Good day, ladies and gentlemen and welcome to the Resources Global Professionals Fourth Quarter Earnings Conference Call. [Operator Instructions] As a reminder, this conference call is being recorded. I would now like to introduce your host for today’s conference, Alice Washington, General Counsel of Resources Global Professionals. Ma’am, you may begin.

Alice Washington

Analyst

Thank you, operator. Good afternoon, everyone and thank you for participating today. Joining me on this call today are Kate Duchene, our Chief Executive Officer and Herb Mueller, our Chief Financial Officer. During this call, we will be commenting on our results for the fourth quarter and year ended May 26, 2018. We apologize for the delay in today’s press release. Our news release service had a technical issue and by now you should have a copy. If you need a copy and are unable to access the copy on our website, please call Shannon MacPhee at 714-430-6363 and she will assist you. Before introducing Kate, I would like to remind you that we may make forward-looking statements during this call. Such statements regarding future events or future financial performance of the company are just predictions and actual events or results may differ materially. Please see our Form 10-K report for the year ended May 27, 2017 for a discussion of some of the risks, uncertainties and other factors, such as seasonal and economic conditions that may cause our business, results of operations and financial conditions to differ materially from the results of operations and financial conditions expressed or implied by forward-looking statements made during this call. I will now turn the call over to Kate Duchene.

------------------------------------------------------------

• **STATED GOAL**
Print the part of the earnings call transcript starting at "Good day, ladies" and ending at "you may begin.", with no changes.

------------------------------------------------------------

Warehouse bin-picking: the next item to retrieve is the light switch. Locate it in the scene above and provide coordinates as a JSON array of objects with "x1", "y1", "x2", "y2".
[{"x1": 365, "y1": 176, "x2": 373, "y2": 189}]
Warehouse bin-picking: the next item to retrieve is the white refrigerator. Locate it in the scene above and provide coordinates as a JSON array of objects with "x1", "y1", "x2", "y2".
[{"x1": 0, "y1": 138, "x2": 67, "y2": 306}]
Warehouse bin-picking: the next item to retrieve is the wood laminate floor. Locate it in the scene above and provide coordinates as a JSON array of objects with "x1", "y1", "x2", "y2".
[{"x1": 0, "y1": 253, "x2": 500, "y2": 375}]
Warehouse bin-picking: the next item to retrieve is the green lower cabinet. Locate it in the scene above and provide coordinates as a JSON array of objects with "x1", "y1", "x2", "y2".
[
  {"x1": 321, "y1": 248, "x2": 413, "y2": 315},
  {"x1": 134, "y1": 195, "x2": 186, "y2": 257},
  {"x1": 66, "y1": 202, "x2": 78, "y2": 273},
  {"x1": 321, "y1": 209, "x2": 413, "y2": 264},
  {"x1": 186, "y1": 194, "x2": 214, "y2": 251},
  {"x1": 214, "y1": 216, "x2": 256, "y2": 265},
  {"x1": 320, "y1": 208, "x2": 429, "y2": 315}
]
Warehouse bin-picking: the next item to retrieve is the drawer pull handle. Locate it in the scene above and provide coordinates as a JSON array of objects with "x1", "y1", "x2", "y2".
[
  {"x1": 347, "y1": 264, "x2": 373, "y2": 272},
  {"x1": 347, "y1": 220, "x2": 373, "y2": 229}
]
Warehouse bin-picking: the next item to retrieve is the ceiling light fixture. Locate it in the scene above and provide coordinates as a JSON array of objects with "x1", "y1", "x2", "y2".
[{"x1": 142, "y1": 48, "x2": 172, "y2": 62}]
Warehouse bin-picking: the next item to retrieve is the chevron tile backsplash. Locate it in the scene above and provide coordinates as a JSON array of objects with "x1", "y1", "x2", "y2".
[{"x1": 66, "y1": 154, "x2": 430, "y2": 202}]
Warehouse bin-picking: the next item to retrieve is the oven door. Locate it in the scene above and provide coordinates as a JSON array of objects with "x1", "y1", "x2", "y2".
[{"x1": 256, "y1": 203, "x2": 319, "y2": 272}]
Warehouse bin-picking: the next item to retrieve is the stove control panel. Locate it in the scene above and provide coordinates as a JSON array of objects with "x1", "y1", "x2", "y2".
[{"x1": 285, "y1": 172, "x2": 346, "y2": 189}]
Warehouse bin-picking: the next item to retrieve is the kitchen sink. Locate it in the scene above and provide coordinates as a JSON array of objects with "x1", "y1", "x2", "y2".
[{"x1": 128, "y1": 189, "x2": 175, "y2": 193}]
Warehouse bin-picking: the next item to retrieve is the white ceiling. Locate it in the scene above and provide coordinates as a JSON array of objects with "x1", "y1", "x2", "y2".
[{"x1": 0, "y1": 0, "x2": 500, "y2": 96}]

------------------------------------------------------------

• **WORKED SOLUTION**
Good day, ladies and gentlemen and welcome to the Resources Global Professionals Fourth Quarter Earnings Conference Call. [Operator Instructions] As a reminder, this conference call is being recorded. I would now like to introduce your host for today’s conference, Alice Washington, General Counsel of Resources Global Professionals. Ma’am, you may begin.